◆ **INPUT DATA**:
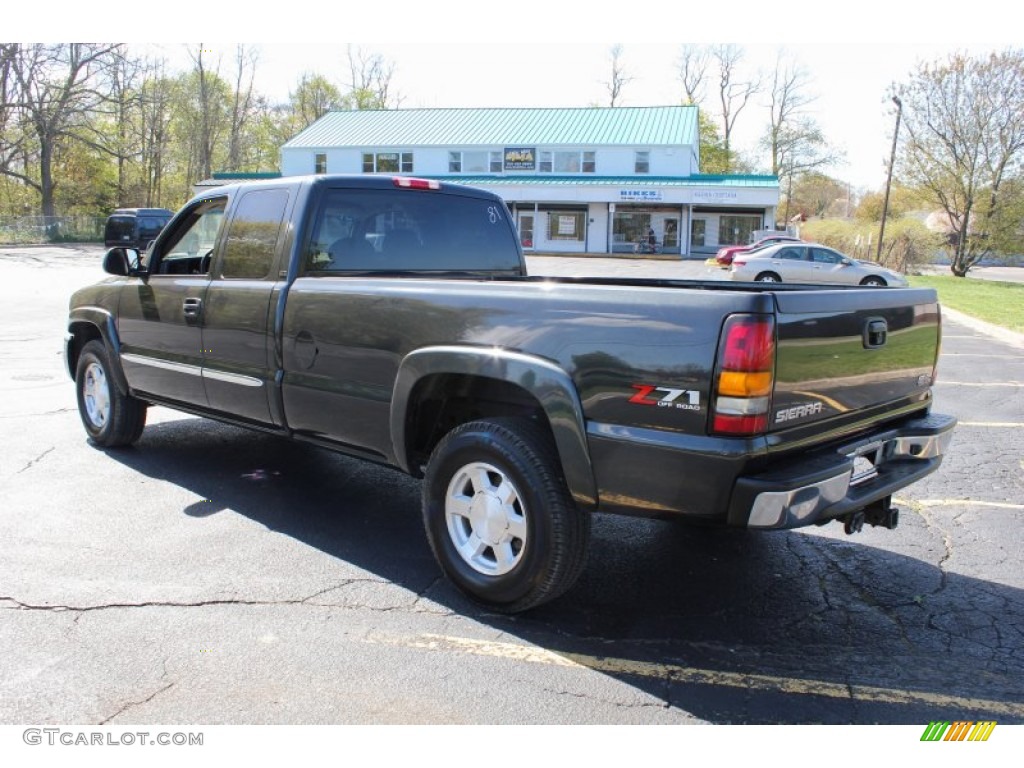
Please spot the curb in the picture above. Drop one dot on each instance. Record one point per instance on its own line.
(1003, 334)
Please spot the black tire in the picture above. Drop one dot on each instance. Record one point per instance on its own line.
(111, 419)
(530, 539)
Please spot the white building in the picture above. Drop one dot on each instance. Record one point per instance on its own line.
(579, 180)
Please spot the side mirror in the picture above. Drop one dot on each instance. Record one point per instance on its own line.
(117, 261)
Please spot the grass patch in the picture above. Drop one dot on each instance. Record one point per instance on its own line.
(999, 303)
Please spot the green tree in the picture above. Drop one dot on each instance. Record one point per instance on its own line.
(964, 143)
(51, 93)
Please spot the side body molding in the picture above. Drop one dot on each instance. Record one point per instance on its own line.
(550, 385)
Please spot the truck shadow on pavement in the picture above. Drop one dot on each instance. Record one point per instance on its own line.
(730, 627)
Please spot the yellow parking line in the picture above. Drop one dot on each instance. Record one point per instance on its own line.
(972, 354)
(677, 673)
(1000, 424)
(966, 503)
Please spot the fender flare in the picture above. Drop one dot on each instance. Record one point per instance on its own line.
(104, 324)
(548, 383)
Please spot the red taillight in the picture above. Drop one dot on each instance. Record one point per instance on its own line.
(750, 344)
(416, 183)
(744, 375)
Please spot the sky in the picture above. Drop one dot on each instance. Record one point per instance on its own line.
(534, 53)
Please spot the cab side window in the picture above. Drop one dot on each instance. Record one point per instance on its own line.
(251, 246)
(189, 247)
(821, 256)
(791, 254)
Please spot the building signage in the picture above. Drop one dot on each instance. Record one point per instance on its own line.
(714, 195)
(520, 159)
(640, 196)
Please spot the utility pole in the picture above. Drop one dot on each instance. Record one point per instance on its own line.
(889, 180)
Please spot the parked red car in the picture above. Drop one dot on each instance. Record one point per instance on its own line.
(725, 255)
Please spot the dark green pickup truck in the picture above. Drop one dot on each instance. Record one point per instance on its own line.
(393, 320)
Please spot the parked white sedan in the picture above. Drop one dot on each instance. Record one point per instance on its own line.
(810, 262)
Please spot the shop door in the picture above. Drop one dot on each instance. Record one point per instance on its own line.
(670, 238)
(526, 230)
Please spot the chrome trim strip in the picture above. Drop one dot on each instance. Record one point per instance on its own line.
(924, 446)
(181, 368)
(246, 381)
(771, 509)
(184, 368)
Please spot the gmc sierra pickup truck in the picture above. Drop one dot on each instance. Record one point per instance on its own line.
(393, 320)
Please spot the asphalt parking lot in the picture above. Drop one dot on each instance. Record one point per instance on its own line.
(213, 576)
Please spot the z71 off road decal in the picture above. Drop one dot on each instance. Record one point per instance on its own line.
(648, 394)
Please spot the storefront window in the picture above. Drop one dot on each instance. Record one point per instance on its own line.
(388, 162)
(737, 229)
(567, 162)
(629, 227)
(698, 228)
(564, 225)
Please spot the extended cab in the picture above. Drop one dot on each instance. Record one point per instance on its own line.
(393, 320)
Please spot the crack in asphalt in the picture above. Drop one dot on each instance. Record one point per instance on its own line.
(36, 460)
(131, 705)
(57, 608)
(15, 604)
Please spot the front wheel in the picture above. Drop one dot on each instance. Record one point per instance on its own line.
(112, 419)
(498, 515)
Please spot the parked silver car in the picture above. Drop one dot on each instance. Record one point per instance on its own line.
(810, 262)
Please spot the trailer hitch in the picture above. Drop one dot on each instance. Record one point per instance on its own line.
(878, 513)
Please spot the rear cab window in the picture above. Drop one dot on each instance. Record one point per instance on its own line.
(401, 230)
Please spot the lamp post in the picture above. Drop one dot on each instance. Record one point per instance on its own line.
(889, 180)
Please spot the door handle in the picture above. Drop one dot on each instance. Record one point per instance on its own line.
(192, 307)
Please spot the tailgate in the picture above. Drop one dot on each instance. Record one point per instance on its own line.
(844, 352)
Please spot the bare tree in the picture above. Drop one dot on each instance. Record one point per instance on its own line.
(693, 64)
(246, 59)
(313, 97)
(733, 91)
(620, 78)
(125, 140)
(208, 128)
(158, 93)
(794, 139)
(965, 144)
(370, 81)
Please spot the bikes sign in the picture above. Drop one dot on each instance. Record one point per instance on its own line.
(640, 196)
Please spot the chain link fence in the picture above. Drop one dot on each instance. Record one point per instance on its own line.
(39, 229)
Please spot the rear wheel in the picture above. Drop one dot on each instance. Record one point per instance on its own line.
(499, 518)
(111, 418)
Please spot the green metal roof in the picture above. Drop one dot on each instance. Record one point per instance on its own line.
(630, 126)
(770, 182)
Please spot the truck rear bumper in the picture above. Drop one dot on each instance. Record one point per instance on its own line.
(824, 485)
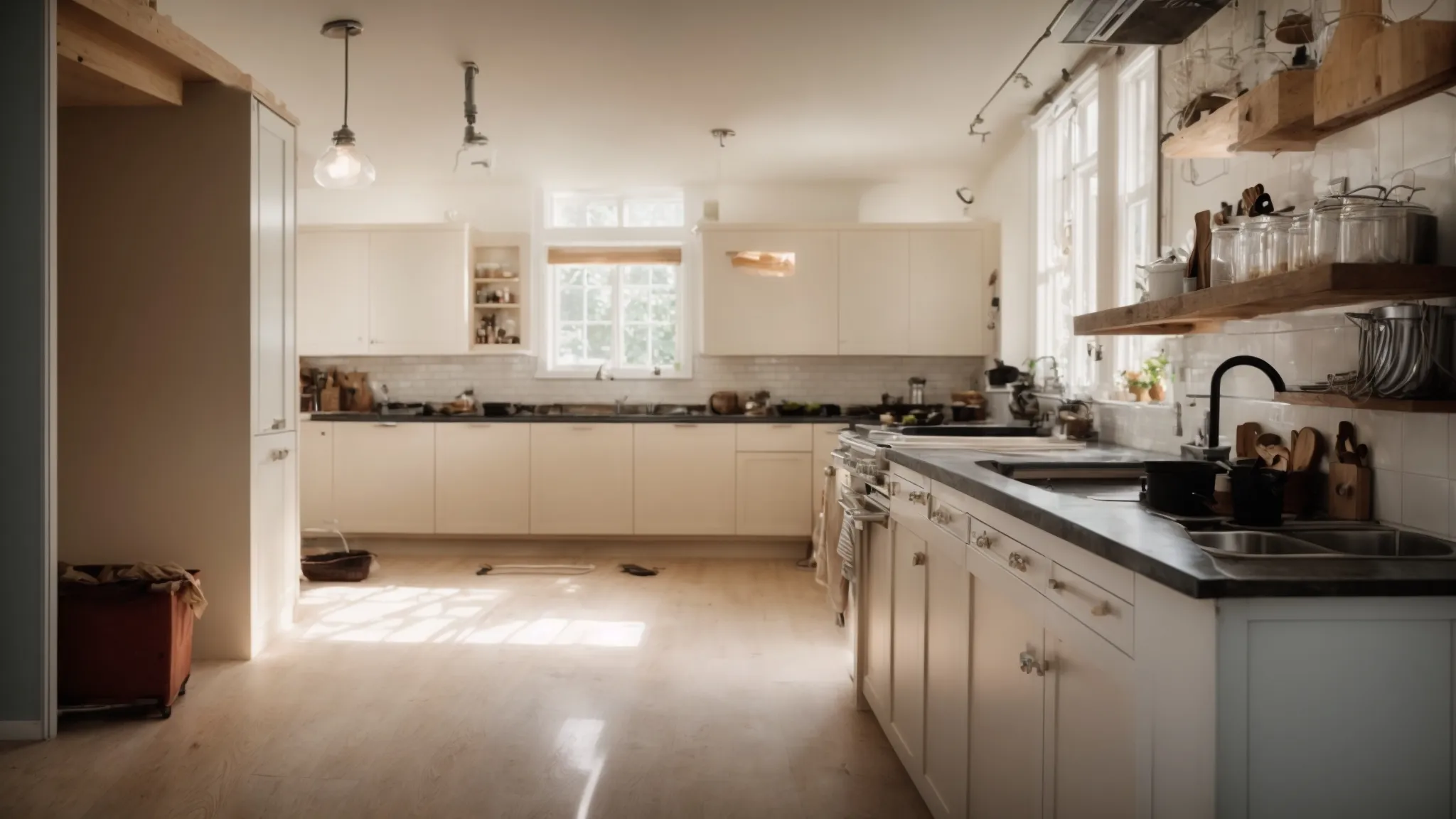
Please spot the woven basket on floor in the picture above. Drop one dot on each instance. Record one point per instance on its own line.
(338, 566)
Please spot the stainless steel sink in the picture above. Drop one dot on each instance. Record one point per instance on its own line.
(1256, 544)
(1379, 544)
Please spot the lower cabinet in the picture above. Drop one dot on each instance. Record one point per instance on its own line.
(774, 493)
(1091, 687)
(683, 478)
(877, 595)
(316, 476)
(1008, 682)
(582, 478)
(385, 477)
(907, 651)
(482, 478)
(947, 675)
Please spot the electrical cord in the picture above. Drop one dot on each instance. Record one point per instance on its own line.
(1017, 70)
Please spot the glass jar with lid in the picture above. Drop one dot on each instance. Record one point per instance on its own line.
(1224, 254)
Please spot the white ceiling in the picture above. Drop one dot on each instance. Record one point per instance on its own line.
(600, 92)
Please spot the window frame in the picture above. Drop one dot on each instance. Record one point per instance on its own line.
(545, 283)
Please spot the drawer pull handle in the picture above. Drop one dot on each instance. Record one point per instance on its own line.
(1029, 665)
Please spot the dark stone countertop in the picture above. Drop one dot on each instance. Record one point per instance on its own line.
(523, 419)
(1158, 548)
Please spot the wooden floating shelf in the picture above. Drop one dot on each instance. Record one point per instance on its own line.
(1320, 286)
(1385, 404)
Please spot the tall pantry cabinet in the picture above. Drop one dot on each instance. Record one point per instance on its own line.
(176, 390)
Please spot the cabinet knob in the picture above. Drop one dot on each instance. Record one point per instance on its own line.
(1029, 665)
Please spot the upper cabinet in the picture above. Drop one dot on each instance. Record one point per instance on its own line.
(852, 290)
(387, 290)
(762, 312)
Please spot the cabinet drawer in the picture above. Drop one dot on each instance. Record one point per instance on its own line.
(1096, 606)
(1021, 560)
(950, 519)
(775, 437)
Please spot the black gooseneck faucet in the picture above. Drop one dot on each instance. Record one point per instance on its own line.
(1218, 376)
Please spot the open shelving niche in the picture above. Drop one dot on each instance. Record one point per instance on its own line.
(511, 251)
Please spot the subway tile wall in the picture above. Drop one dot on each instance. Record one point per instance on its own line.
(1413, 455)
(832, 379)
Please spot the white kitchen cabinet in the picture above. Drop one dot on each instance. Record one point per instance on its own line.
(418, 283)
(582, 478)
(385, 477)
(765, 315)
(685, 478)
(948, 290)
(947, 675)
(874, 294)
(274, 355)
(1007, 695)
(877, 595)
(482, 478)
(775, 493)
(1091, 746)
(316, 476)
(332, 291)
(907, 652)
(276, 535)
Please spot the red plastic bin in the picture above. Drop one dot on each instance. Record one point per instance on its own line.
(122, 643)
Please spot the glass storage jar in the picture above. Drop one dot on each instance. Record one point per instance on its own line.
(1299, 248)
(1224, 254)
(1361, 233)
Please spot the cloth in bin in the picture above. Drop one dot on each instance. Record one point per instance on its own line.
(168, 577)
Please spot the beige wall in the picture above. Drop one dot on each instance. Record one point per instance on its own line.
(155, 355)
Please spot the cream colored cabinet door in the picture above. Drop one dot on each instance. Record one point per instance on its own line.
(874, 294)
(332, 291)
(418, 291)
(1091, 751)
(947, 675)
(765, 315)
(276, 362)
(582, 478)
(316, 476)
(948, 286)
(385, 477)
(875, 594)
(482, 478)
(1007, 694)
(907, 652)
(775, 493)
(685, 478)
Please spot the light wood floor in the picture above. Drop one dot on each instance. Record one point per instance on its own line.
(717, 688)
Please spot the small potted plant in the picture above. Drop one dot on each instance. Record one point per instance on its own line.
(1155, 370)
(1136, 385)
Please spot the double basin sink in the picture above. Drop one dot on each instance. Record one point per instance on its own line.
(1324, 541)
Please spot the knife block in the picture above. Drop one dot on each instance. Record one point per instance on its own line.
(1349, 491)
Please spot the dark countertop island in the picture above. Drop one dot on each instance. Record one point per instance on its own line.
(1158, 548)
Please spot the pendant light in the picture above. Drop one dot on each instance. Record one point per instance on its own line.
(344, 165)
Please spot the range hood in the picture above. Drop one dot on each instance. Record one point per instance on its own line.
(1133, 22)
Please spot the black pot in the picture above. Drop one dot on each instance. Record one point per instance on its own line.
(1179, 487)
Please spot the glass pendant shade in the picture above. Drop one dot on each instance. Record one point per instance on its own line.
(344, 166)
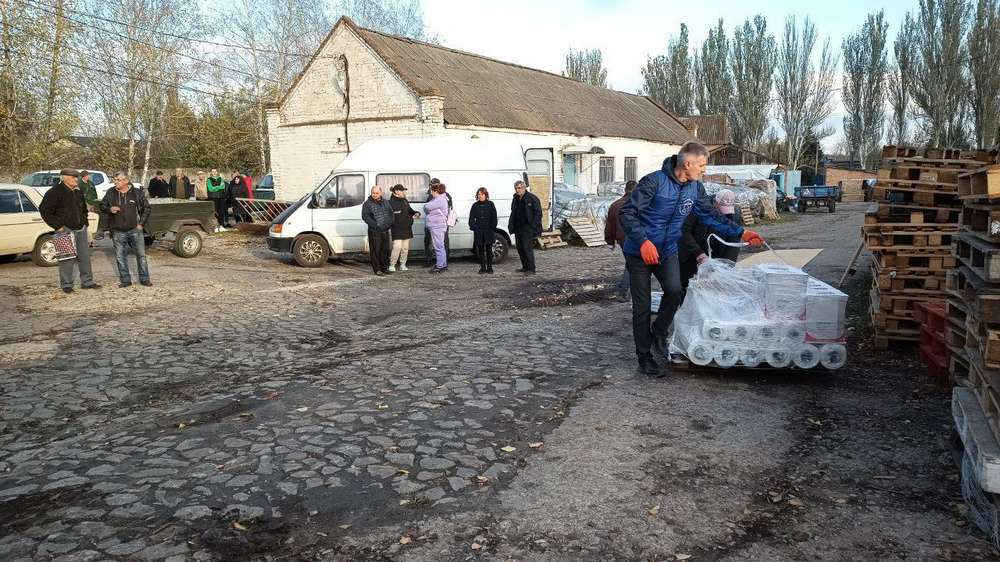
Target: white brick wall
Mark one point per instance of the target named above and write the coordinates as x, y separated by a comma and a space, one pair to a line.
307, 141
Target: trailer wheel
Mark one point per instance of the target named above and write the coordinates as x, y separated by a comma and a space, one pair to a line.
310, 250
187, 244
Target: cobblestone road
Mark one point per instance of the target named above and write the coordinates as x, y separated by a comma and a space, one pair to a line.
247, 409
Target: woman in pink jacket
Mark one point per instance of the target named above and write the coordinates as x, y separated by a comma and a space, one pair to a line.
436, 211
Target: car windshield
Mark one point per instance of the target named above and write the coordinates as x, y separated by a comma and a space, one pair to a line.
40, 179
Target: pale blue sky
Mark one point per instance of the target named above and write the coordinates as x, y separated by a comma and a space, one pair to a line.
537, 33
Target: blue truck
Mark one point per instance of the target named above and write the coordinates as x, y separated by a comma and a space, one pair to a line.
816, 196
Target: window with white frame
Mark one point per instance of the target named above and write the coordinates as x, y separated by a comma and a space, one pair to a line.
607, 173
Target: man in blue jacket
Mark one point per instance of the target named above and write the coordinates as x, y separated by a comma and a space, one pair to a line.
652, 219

◆ **EXERCISE AIM**: Find every line in the records that has the word "blue". Copy those lines.

◆ **ANSWER TO THIS EXERCISE**:
Target: pale blue sky
Target: blue truck
Target: man in blue jacket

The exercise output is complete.